++++ DOCUMENT TEXT ++++

- Developer: Freehold Games
- Publisher: Kitfox Games
- Designers: Brian Bucklew; Jason Grinblat; Caelyn Sandel; Nick DeCapua;
- Artists: Samuel Wilson; Cyril van der Haegen;
- Composers: Craigory Hamilton; Brandon Tanner;
- Engine: Unity
- Platforms: Windows, macOS, Linux, Nintendo Switch
- Release: Windows, macOS, Linux; December 5, 2024; Switch; February 16, 2026;
- Genres: Roguelike, role-playing
- Mode: Single-player

= Caves of Qud =

2024 video game

Caves of Qud is a roguelike role-playing video game developed by Freehold Games and published by Kitfox Games. It is set in an open world that is partially pre-made and partially procedurally generated. The game takes place in a post-apocalyptic science fantasy setting and is inspired by the pen-and-paper role-playing games Gamma World and Dungeons & Dragons.
== Gameplay ==

A player has their reputation with various factions change due to their decisions and relationships.

Unlike other traditional roguelikes such as NetHack, Caves of Qud has a quest system as a core mechanic. Some quests are scripted, while others are procedurally generated. Players can choose to follow the main quest line, but can also choose to ignore it and play the game without following the pre-written plot. When creating a character, the player can choose between playing as a True Kin or a mutant. True Kin, being unmutated humans, have higher base stats and access to cybernetic augmentations, while mutants can possess physical and mental mutations offering a wide range of utility. By default, the player character will start in the unique village of Joppa, but it is also possible to choose to spawn in a procedurally generated town.

Caves of Qud has "deeply simulated physical and political systems" which are randomly generated and different each session. At the start of each run, the game generates a set of historical events and group relationships centered around a set of five randomly generated ancient rulers, dubbed Sultans. It takes inspiration from the history systems of the games Dwarf Fortress and Epitaph. The procedural history system is based on historical accounts such as word of mouth and ancient texts, allowing for bias and conflicting perspectives.
== Development ==
American studio Freehold Games began development on Caves of Qud in 2007, with the first public beta released in 2010. Caves of Qud was released on Steam in 2015, under their early access model. Content was gradually added through weekly updates.

++++ DATASET ++++

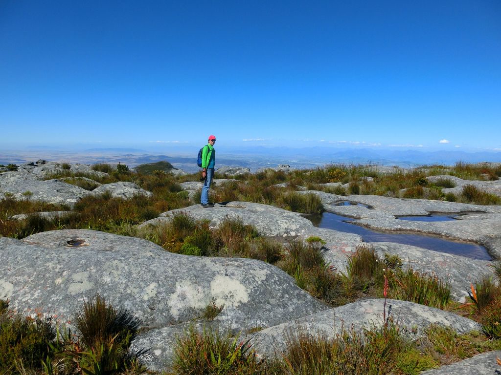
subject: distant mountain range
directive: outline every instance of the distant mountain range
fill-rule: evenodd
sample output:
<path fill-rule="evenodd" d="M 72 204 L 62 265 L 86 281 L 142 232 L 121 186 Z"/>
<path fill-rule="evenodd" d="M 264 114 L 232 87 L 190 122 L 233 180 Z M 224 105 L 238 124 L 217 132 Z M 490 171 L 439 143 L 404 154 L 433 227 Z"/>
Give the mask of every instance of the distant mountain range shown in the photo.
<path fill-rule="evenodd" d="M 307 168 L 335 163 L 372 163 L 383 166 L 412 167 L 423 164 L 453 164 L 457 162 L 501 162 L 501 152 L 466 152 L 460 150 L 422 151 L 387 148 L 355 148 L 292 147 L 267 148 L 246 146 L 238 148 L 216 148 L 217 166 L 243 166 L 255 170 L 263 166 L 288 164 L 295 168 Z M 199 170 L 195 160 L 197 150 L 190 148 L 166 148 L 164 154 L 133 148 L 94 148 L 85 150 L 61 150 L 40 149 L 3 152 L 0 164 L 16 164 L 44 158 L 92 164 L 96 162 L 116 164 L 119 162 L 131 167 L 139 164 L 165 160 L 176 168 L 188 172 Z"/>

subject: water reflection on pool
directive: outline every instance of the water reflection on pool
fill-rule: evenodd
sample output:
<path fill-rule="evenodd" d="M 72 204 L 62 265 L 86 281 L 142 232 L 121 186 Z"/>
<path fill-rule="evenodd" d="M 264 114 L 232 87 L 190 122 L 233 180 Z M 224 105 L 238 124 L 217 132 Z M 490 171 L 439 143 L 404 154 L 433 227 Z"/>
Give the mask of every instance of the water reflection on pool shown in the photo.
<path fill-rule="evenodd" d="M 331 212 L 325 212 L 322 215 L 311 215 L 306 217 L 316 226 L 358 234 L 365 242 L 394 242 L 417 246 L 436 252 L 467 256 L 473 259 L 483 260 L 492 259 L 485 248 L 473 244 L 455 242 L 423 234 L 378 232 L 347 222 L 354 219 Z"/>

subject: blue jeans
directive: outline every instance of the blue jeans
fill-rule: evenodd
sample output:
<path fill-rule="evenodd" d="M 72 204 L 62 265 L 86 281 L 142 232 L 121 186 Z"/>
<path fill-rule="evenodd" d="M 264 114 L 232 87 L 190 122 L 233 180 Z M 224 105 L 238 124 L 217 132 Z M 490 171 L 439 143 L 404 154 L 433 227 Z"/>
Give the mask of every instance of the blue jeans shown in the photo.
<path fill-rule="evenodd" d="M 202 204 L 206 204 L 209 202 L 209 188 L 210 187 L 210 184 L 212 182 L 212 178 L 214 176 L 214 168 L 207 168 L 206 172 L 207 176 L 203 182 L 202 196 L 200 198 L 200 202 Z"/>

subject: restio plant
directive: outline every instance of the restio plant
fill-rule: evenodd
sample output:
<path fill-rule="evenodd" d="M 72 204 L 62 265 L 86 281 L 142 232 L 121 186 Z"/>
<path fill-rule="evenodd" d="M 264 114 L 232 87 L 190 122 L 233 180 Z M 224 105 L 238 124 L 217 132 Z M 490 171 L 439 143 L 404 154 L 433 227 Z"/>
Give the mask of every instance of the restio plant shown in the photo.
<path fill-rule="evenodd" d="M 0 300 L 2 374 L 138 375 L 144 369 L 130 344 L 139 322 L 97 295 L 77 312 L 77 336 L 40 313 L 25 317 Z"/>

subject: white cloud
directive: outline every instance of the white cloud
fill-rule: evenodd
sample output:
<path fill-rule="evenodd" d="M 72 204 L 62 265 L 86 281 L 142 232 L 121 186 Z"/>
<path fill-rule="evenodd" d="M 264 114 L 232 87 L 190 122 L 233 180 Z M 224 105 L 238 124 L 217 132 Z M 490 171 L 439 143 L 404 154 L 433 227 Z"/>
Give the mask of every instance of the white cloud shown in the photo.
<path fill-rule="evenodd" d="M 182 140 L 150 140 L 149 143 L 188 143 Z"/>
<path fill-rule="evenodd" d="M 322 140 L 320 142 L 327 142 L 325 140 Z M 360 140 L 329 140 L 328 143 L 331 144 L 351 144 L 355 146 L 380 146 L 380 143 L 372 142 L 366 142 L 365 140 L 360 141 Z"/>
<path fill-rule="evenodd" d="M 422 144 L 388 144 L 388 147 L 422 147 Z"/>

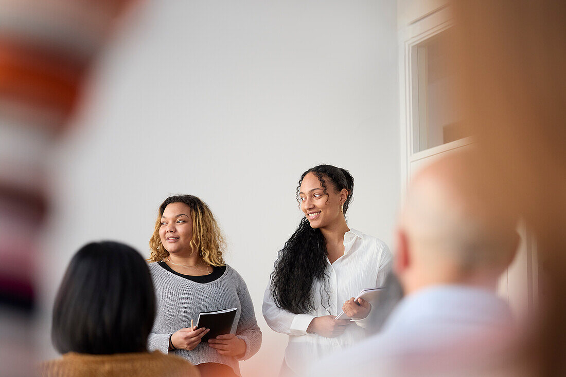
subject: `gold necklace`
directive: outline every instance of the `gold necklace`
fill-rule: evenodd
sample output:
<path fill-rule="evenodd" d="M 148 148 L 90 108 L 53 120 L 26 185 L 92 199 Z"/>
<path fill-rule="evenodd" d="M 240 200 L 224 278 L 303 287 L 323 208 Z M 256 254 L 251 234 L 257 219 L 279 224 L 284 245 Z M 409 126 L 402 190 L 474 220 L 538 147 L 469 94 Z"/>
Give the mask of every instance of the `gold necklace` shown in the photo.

++++

REQUIRED WORK »
(A) Answer these questions using the Caves of Qud article:
(i) Which engine does the game use?
(ii) In what year did Freehold Games begin development?
(iii) How many ancient rulers are generated at the start of each run?
(B) Turn the paragraph of the Caves of Qud article that begins "Caves of Qud has "deeply simulated" into a bulleted list that keeps its main facts.
(C) In the Caves of Qud article, swap "True Kin" for "Pure Stock" and write out everything from "A player has" down to "procedurally generated town.".

RESPONSES IN ORDER »
(A)
(i) Unity
(ii) 2007
(iii) Five

(B)
- Its physical and political systems are deeply simulated, randomly generated and different each session.
- Each run begins by generating historical events and group relationships centered on five randomly generated ancient rulers called Sultans.
- This history system draws inspiration from the games Dwarf Fortress and Epitaph.
- It is based on historical accounts such as word of mouth and ancient texts, which allows for bias and conflicting perspectives.

(C)
A player has their reputation with various factions change due to their decisions and relationships.

Unlike other traditional roguelikes such as NetHack, Caves of Qud has a quest system as a core mechanic. Some quests are scripted, while others are procedurally generated. Players can choose to follow the main quest line, but can also choose to ignore it and play the game without following the pre-written plot. When creating a character, the player can choose between playing as a Pure Stock or a mutant. Pure Stock, being unmutated humans, have higher base stats and access to cybernetic augmentations, while mutants can possess physical and mental mutations offering a wide range of utility. By default, the player character will start in the unique village of Joppa, but it is also possible to choose to spawn in a procedurally generated town.